[Coordinate labeling data]
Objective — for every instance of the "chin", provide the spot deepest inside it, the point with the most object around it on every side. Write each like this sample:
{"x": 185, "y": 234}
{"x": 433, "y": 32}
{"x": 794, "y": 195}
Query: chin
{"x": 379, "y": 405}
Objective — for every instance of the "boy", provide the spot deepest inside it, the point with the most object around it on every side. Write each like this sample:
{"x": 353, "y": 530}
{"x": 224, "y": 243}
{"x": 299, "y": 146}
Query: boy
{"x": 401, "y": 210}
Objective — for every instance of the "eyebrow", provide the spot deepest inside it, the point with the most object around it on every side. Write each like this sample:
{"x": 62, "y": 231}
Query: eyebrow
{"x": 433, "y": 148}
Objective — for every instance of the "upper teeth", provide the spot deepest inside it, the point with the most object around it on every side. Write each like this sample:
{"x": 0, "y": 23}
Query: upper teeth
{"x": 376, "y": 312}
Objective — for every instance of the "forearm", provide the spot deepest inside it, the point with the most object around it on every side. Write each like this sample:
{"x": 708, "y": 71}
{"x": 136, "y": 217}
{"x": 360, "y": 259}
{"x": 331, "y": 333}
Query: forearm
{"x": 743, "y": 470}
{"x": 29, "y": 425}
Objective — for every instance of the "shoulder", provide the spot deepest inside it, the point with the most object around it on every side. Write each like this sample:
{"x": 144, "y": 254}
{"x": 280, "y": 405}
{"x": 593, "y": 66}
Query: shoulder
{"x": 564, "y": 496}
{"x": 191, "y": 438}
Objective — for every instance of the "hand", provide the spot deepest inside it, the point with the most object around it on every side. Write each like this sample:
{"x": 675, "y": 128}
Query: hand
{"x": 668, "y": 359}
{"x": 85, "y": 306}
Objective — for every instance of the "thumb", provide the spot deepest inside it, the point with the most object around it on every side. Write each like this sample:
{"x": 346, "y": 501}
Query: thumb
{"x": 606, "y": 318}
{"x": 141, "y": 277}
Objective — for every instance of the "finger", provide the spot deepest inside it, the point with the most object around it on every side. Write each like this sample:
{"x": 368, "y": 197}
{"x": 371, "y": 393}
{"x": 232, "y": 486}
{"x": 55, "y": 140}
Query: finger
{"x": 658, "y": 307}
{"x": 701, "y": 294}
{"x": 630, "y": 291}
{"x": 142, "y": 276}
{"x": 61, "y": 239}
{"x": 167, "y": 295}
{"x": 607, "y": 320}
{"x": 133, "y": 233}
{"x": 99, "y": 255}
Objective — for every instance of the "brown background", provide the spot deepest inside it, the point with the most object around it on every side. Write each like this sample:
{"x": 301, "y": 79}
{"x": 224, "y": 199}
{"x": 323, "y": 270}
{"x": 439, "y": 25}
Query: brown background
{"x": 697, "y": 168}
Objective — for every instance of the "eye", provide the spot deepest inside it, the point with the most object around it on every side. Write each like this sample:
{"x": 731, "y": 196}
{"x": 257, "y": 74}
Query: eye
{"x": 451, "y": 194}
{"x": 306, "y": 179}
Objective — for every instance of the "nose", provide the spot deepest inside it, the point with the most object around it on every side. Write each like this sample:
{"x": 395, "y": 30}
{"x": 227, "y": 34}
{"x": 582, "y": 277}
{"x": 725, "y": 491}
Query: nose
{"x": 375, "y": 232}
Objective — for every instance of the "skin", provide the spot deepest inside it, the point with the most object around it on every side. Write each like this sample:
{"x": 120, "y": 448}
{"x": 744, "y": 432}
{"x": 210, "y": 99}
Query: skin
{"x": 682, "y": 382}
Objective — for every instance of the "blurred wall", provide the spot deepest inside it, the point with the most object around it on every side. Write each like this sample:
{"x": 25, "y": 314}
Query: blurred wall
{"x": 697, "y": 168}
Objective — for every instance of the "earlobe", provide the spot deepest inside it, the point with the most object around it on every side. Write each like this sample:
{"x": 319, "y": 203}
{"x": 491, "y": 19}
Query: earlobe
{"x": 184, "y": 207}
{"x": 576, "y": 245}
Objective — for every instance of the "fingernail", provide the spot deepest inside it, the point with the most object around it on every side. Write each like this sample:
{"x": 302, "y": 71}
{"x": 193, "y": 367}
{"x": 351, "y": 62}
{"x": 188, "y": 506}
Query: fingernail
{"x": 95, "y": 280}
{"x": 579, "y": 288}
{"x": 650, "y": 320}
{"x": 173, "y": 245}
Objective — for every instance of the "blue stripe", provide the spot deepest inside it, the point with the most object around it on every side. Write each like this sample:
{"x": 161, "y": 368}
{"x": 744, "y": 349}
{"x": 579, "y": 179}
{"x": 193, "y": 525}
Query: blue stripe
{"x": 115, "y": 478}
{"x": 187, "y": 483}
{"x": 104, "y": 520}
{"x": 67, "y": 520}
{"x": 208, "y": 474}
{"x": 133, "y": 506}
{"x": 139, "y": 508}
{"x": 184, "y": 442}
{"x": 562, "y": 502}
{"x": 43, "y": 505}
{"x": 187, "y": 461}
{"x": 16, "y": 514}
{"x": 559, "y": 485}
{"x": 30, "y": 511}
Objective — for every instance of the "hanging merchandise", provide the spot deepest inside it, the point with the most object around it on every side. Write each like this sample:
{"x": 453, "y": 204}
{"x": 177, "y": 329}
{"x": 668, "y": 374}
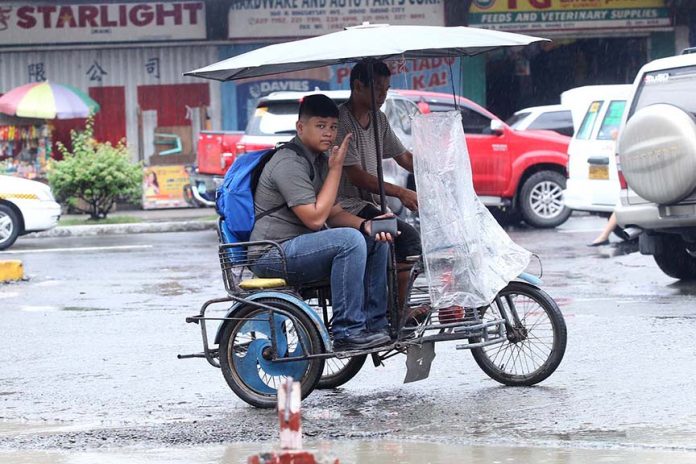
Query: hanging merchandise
{"x": 24, "y": 149}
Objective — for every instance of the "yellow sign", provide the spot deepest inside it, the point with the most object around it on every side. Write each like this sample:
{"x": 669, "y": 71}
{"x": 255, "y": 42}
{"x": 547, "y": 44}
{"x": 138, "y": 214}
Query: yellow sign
{"x": 163, "y": 187}
{"x": 567, "y": 15}
{"x": 505, "y": 6}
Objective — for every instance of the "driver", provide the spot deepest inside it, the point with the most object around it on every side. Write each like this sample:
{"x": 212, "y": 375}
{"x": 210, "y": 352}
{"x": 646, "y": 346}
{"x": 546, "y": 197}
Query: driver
{"x": 359, "y": 191}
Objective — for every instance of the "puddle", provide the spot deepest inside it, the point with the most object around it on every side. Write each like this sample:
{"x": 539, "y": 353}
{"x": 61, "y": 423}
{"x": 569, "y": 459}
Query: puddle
{"x": 83, "y": 308}
{"x": 359, "y": 452}
{"x": 168, "y": 289}
{"x": 40, "y": 309}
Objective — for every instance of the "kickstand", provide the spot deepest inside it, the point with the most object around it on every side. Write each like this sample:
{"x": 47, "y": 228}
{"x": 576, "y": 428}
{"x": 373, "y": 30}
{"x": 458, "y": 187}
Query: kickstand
{"x": 376, "y": 360}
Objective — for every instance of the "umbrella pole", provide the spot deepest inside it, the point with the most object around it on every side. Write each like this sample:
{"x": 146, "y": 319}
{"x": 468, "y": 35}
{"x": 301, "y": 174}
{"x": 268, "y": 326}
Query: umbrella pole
{"x": 392, "y": 288}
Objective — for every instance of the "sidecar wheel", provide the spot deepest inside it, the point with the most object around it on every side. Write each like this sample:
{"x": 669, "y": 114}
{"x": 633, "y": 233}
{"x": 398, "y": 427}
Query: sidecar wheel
{"x": 246, "y": 352}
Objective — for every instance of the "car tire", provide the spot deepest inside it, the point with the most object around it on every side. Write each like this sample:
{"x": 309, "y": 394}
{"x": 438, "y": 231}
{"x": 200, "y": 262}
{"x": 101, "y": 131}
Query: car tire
{"x": 9, "y": 227}
{"x": 674, "y": 260}
{"x": 541, "y": 200}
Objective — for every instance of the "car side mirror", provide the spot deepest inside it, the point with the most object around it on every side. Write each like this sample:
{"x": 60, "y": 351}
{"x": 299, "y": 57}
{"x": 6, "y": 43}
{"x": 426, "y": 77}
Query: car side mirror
{"x": 497, "y": 127}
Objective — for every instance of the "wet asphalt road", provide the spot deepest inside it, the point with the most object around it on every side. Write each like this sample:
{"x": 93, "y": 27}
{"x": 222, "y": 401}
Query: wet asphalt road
{"x": 89, "y": 344}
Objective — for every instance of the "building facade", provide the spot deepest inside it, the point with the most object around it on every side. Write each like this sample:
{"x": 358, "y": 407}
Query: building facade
{"x": 130, "y": 55}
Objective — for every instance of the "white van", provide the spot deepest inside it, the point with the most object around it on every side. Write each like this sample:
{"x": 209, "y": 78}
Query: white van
{"x": 593, "y": 182}
{"x": 25, "y": 206}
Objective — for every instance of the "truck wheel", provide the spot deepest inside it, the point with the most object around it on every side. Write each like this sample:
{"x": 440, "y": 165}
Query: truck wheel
{"x": 674, "y": 260}
{"x": 9, "y": 227}
{"x": 541, "y": 200}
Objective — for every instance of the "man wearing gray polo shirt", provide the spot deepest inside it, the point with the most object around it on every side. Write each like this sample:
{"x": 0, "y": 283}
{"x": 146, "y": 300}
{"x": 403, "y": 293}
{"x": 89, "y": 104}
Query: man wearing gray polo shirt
{"x": 359, "y": 188}
{"x": 306, "y": 182}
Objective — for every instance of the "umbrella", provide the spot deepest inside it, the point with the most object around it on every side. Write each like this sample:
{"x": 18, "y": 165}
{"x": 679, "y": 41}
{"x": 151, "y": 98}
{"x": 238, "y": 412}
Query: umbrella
{"x": 378, "y": 41}
{"x": 48, "y": 100}
{"x": 375, "y": 41}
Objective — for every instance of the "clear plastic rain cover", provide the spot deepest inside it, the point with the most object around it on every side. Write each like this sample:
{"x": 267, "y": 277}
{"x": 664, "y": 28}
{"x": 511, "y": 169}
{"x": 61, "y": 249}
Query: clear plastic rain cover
{"x": 468, "y": 257}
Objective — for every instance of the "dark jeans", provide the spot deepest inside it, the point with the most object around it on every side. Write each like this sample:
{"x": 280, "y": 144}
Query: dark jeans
{"x": 407, "y": 243}
{"x": 357, "y": 266}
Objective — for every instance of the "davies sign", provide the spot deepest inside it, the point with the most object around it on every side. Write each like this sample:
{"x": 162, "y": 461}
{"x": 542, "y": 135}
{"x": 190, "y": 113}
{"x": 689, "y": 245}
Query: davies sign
{"x": 114, "y": 22}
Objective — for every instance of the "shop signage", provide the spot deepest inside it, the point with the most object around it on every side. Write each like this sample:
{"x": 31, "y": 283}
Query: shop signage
{"x": 260, "y": 19}
{"x": 163, "y": 187}
{"x": 31, "y": 23}
{"x": 567, "y": 15}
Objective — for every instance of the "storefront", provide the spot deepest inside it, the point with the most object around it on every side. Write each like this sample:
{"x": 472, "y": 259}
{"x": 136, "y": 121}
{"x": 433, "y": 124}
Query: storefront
{"x": 593, "y": 42}
{"x": 25, "y": 147}
{"x": 129, "y": 57}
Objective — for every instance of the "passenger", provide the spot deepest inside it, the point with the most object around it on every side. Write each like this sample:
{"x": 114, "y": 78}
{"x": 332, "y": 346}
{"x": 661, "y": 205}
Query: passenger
{"x": 307, "y": 184}
{"x": 359, "y": 191}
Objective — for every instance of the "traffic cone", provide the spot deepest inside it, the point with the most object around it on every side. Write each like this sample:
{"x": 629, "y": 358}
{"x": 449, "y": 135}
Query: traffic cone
{"x": 289, "y": 415}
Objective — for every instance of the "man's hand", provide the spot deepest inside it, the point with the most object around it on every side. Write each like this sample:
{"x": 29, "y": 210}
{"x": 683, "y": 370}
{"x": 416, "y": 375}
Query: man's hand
{"x": 409, "y": 198}
{"x": 338, "y": 154}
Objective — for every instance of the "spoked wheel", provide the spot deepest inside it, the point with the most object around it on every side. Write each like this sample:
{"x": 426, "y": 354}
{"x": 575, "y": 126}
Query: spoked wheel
{"x": 535, "y": 345}
{"x": 246, "y": 352}
{"x": 339, "y": 371}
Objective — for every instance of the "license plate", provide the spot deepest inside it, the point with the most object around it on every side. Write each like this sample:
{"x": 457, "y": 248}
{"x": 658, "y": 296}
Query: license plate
{"x": 599, "y": 172}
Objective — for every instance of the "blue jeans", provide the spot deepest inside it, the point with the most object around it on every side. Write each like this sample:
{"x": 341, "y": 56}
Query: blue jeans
{"x": 357, "y": 266}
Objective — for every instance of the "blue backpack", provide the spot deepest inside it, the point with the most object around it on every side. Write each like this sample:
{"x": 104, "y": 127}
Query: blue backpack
{"x": 234, "y": 198}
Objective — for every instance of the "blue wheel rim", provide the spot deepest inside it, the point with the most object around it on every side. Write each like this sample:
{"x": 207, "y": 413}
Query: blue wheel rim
{"x": 258, "y": 373}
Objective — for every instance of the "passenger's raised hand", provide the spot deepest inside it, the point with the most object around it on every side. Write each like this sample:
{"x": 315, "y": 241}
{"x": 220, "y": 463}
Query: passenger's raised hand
{"x": 338, "y": 154}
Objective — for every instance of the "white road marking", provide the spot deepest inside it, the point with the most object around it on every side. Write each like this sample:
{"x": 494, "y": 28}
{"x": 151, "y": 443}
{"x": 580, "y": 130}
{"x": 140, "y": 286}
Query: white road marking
{"x": 54, "y": 250}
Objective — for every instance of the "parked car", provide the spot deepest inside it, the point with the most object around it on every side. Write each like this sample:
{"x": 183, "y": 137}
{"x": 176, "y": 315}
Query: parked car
{"x": 522, "y": 172}
{"x": 593, "y": 181}
{"x": 556, "y": 118}
{"x": 25, "y": 206}
{"x": 657, "y": 157}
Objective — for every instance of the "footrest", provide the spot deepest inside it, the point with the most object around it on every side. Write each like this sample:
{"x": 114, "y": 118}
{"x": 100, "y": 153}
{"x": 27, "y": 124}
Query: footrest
{"x": 255, "y": 284}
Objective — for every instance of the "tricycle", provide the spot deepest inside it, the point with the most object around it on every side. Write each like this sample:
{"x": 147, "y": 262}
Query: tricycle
{"x": 272, "y": 330}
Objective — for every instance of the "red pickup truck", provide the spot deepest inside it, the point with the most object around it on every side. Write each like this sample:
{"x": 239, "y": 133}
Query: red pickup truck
{"x": 515, "y": 173}
{"x": 215, "y": 153}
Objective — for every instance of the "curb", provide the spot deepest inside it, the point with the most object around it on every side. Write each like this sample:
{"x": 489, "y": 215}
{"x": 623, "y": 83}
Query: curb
{"x": 116, "y": 229}
{"x": 11, "y": 269}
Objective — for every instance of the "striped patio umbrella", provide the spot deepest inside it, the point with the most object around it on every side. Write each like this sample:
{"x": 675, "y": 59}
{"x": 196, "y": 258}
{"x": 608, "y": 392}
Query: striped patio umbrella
{"x": 48, "y": 100}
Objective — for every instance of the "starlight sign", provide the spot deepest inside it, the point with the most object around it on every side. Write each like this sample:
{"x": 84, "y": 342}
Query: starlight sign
{"x": 30, "y": 23}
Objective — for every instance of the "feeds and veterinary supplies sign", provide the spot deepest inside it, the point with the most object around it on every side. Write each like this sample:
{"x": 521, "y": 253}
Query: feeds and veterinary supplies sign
{"x": 257, "y": 19}
{"x": 549, "y": 15}
{"x": 29, "y": 23}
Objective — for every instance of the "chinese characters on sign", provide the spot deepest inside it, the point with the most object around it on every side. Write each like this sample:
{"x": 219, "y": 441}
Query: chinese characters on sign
{"x": 29, "y": 23}
{"x": 255, "y": 19}
{"x": 152, "y": 67}
{"x": 96, "y": 72}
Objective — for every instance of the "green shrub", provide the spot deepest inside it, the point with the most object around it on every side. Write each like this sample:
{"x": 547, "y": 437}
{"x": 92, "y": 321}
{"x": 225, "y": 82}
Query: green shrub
{"x": 95, "y": 174}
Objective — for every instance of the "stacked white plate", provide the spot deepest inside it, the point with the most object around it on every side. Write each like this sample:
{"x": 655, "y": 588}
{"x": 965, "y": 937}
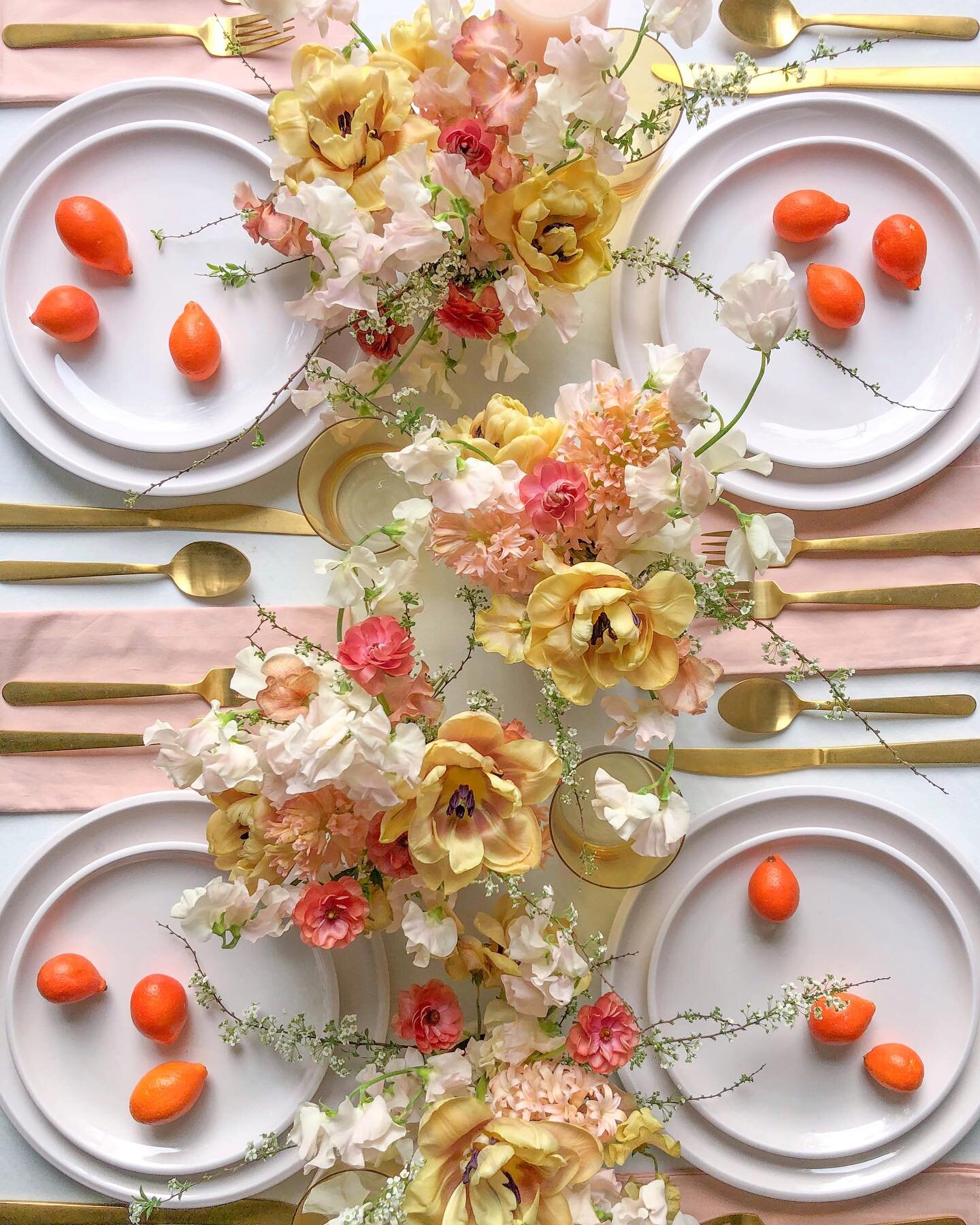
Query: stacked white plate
{"x": 834, "y": 444}
{"x": 99, "y": 888}
{"x": 880, "y": 900}
{"x": 163, "y": 154}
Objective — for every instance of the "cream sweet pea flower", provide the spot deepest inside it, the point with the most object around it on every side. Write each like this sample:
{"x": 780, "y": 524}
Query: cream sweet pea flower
{"x": 759, "y": 306}
{"x": 765, "y": 540}
{"x": 655, "y": 827}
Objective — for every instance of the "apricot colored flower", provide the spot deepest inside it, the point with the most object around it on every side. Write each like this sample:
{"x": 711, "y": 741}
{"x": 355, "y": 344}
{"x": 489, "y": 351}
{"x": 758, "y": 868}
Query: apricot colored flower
{"x": 429, "y": 1016}
{"x": 289, "y": 685}
{"x": 557, "y": 225}
{"x": 485, "y": 1170}
{"x": 592, "y": 629}
{"x": 331, "y": 915}
{"x": 604, "y": 1035}
{"x": 343, "y": 122}
{"x": 472, "y": 808}
{"x": 374, "y": 649}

#### SHORT PROBLEM
List each line in the items above that contains the string "shirt", copying every such line in full.

#### COMPLETED EXERCISE
Objective — for every instance of the "man wearing gray polo shirt", provide the spot deepest inside it, the point with the most object around it on every side. Write each like this sample:
Query: man wearing gray polo shirt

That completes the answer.